• Document extract:

Aggregations and their expected behaviour

Owner	Approvers	Participants
Sasha Patotski	Dan Miller, Ulf Knoblich	Jing Jin, Pawel Janowski, Aleksandr Fabijan, Widad Machmouchi, Andrew Lohr, Jonathan Litz, Carl Mitchell, Andy Drake, Garnet Vaz

This RFC (Request For Comment) describes what Mangrove means by "aggregation levels", the constraints, assumptions, and the behaviour that Mangrove users can expect under those constraints and assumptions. Moreover, we give a precise description of how aggregations work in Mangrove, with a focus on handling null values.

Problem

Recently a number of unexpected behaviours were discovered in Foray (the current default code generation framework in the Cosmos pipeline). These behaviours were caused by more than 3 aggregation levels with some of the columns defining the levels containing null values. Because of the mismatch between the user's expectations and the computation results, Mangrove needs to be as precise as possible in communicating the expected behaviour.

Summary of the proposal

In short, we propose the following for Mangrove:

The result of the computation should not depend on the compute fabric used.
- Currently there is a number of known small discrepancies between platforms (Foray vs. Hypercube vs. Foray MV vs. Mangrove Hypercube vs. other Mangrove fabrics)
Allow arbitrary positive number of aggregation levels.
- Mangrove Hypercube only allows 4 (although it is not a hard limit, it is easy to add more levels if needed), other Mangrove fabrics allow any number already. Foray and Foray MV do not have official support for more than 3 levels.
Aggregation levels should be linearly ordered from the least coarse to the most coarse, with the most coarse level being the randomization unit level.
- This is the current assumptions across all the platforms already.
Allow having null values in the aggregation level IDs.
- Different platforms have different behaviour.
Make no assumptions about the uniqueness of the aggregation level IDs, for example two different users can have sessions with the same ID and those would still be treated as different sessions.
- Foray does that currently, the other platforms have differences.

See below for more details on what exactly is proposed and why. The document describes the state where Mangrove wants to be, no the state it's currently at. Some supported compute fabrics are closer to what's described below than others. The team is working on estimating the necessary work to be done.

Proposed Solution

Precise definition of a level

When creating a metric set, the users are required to provide an ordered list of column names from the schema. These columns are addressed as "aggregation levels", or simply "levels". The order of the levels is from "lowest" level to "highest" level, with the highest level being defined by the column containing the randomization unit IDs.

• Stated task A: From the records below, pull out every line that contains the string "polo", matching case exactly.

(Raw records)
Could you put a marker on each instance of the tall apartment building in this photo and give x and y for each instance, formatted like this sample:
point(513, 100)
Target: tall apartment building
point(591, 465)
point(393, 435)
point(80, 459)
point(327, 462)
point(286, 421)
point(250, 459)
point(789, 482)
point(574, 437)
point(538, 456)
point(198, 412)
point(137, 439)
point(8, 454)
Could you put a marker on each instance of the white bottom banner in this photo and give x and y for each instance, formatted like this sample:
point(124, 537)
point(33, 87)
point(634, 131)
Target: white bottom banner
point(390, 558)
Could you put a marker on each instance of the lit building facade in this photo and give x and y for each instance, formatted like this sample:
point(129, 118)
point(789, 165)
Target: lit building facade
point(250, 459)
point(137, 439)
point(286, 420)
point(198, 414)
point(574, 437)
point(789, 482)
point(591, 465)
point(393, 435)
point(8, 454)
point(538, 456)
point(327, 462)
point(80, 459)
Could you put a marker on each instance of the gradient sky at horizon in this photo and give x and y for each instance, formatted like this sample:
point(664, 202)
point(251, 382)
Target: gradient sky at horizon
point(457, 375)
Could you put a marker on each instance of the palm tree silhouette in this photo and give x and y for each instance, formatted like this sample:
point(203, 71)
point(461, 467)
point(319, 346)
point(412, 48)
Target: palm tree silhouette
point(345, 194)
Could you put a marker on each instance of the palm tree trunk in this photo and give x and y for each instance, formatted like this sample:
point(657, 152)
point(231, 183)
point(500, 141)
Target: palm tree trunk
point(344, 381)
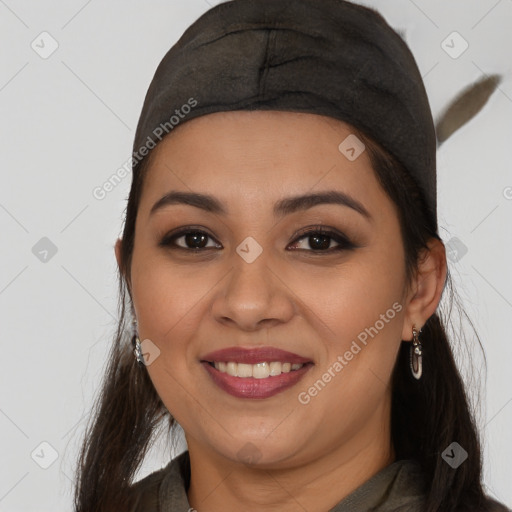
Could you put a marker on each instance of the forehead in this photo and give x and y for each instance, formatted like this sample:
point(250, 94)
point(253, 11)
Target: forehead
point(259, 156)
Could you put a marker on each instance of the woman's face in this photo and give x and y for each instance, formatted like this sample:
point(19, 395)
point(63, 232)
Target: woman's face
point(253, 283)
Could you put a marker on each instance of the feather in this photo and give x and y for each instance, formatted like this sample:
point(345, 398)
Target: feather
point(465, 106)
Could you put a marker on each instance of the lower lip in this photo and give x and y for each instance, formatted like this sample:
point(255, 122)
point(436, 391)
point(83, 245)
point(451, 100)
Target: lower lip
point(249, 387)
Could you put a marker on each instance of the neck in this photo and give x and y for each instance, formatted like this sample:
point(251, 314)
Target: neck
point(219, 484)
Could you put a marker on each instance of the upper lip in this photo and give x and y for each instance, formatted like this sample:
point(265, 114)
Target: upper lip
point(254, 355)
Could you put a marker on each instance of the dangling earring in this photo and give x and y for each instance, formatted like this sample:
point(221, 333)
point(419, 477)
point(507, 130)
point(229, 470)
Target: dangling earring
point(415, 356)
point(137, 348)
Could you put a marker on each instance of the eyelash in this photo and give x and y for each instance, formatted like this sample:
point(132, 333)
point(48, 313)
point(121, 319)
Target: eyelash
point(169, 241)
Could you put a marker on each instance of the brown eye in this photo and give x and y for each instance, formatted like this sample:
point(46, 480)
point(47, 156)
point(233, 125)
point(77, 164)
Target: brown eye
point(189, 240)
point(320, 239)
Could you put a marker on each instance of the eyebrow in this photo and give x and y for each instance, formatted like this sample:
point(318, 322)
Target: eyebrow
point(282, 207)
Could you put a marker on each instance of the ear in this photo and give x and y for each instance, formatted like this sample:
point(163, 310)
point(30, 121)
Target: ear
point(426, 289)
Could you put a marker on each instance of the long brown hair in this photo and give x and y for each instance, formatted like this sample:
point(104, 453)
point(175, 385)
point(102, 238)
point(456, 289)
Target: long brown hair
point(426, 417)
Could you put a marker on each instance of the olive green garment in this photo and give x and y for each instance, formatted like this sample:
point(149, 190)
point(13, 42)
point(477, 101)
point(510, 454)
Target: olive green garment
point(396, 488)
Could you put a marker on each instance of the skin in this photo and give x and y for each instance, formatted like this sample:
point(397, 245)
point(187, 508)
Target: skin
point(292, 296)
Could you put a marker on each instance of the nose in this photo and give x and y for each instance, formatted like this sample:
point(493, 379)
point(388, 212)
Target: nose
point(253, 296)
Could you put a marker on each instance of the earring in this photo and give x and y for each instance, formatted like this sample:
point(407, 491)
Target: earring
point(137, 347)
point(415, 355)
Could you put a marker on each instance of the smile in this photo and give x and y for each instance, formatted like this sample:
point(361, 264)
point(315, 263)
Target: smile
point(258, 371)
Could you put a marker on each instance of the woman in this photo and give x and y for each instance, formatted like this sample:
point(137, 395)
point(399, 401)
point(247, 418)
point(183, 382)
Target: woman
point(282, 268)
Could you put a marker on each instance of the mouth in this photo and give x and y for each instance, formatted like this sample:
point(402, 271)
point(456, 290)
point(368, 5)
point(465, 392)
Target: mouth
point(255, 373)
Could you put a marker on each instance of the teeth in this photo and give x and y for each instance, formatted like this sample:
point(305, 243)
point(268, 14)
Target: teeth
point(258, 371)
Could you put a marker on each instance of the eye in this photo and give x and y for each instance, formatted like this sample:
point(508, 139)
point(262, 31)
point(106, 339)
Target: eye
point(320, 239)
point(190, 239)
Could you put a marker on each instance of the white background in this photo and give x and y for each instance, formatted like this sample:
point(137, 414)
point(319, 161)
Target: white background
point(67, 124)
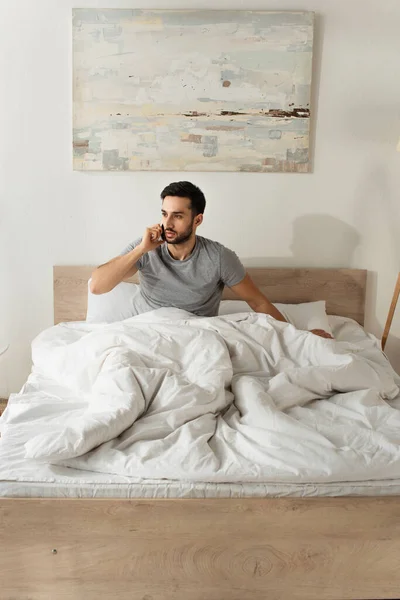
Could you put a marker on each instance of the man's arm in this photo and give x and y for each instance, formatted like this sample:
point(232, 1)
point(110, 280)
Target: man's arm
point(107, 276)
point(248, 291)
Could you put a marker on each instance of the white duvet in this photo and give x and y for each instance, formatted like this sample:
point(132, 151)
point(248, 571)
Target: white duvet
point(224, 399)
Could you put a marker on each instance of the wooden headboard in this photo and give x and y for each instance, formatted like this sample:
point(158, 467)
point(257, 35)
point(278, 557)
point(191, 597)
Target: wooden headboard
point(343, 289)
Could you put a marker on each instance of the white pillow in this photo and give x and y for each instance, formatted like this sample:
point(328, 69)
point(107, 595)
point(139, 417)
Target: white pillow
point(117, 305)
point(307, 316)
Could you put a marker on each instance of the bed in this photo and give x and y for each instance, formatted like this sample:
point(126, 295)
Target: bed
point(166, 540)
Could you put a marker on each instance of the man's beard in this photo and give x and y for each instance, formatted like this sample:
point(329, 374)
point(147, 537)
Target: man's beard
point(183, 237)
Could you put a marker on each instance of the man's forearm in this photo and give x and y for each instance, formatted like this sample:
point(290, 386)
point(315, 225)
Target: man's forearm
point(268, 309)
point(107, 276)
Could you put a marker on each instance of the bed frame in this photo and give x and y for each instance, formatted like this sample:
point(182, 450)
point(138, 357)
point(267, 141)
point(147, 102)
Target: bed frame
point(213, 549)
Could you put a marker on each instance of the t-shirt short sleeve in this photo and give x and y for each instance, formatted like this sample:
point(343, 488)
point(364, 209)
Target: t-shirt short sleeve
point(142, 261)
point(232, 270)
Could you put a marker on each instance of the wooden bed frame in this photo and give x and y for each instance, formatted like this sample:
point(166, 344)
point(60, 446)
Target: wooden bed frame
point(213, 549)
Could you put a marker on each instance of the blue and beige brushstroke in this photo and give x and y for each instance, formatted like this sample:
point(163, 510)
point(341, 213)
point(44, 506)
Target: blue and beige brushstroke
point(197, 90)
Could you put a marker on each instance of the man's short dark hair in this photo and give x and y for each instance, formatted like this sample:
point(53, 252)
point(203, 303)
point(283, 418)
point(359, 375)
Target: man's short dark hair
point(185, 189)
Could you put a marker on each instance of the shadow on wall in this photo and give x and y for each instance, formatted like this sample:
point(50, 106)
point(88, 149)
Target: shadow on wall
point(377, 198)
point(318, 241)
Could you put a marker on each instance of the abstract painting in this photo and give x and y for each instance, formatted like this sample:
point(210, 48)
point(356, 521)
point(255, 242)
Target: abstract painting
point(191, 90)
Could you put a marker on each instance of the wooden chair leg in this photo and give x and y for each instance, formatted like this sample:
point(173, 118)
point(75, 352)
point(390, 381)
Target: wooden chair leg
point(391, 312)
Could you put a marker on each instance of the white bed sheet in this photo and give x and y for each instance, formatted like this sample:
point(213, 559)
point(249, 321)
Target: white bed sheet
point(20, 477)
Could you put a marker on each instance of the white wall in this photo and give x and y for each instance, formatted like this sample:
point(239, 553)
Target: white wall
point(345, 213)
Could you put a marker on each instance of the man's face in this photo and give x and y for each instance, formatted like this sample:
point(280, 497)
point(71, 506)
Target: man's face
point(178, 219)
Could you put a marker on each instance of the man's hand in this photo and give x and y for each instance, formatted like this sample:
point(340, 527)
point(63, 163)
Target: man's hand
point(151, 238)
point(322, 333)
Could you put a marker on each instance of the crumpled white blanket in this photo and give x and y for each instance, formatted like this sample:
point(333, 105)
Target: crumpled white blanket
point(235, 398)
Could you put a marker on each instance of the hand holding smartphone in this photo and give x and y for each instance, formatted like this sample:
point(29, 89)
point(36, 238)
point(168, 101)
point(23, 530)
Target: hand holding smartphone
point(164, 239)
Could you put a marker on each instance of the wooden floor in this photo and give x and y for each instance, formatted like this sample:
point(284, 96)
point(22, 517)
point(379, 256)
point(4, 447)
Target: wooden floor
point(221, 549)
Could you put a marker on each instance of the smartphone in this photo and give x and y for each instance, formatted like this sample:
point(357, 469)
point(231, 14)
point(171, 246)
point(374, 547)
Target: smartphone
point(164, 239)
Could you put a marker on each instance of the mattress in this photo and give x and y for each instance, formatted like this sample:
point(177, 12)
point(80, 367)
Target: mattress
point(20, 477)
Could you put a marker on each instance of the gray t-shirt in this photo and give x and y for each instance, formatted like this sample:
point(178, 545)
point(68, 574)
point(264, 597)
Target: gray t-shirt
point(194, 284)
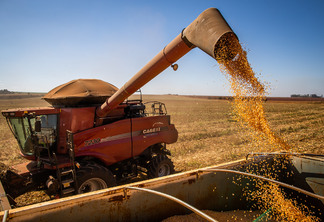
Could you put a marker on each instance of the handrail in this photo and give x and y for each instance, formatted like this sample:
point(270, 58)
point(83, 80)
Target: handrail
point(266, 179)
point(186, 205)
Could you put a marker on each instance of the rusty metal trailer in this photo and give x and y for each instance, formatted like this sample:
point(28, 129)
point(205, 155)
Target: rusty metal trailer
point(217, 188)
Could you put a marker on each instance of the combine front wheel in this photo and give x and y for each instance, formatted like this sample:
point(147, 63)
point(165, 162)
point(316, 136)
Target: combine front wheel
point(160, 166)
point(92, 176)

...

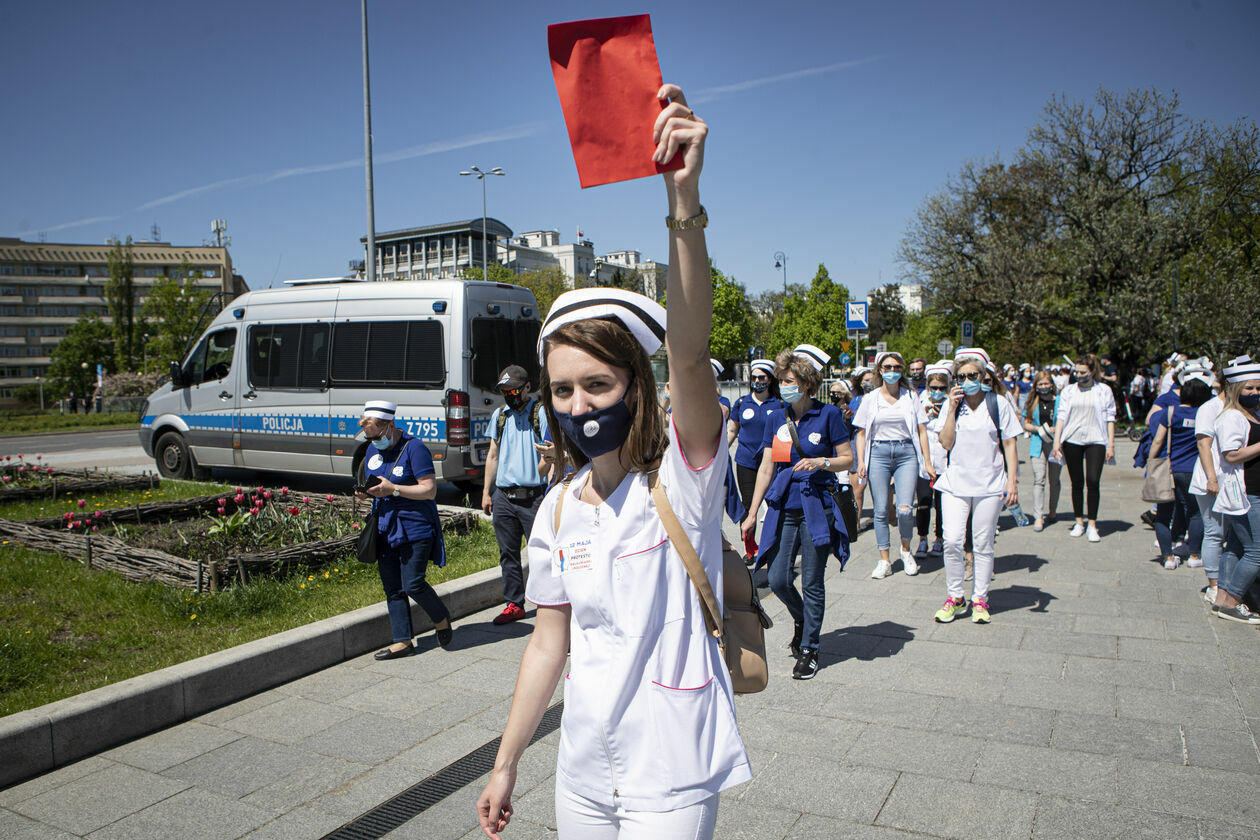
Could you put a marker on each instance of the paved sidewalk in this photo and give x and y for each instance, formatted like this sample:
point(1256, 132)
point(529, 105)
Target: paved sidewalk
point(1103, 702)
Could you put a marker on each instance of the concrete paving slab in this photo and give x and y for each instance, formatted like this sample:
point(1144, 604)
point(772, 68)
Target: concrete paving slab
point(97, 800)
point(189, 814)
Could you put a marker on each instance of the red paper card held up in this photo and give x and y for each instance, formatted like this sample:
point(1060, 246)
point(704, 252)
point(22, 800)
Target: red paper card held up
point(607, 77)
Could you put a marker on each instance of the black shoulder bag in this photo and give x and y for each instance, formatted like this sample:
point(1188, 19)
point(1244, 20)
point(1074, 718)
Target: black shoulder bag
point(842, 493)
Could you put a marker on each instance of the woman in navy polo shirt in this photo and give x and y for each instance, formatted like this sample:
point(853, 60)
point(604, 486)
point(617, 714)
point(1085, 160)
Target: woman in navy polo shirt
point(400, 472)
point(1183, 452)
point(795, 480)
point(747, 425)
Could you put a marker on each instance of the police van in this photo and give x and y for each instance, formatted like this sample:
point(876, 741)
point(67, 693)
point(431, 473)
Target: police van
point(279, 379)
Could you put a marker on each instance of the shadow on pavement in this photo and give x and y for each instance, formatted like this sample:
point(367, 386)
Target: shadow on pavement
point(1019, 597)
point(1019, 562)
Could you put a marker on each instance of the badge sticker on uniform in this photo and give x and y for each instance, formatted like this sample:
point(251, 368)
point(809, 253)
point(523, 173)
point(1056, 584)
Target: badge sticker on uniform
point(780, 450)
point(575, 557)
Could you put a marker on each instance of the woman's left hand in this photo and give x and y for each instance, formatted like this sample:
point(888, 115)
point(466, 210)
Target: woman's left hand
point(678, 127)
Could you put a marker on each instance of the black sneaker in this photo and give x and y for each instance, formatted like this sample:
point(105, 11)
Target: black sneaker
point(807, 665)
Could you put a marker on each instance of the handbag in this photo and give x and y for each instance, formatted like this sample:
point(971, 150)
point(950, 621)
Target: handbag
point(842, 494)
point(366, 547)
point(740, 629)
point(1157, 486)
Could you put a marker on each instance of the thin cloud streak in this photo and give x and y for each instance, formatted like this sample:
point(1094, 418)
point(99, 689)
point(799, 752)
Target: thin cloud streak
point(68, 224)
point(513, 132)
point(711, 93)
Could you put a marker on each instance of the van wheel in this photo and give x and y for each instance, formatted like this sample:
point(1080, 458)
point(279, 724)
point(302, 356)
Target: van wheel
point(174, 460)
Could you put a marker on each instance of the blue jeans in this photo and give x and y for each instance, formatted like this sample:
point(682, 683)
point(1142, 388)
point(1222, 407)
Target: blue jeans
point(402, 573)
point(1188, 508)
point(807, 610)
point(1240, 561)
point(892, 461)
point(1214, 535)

• Stated task B: In the aggregation levels RFC, which column defines the highest aggregation level?

• Task solution A:
Could you put a marker on each instance of the woman in navy polo shirt in this photo and give x and y for each instance, formatted like this sample:
Target: woman in navy polo shirt

• Task solution B: The column containing the randomization unit IDs.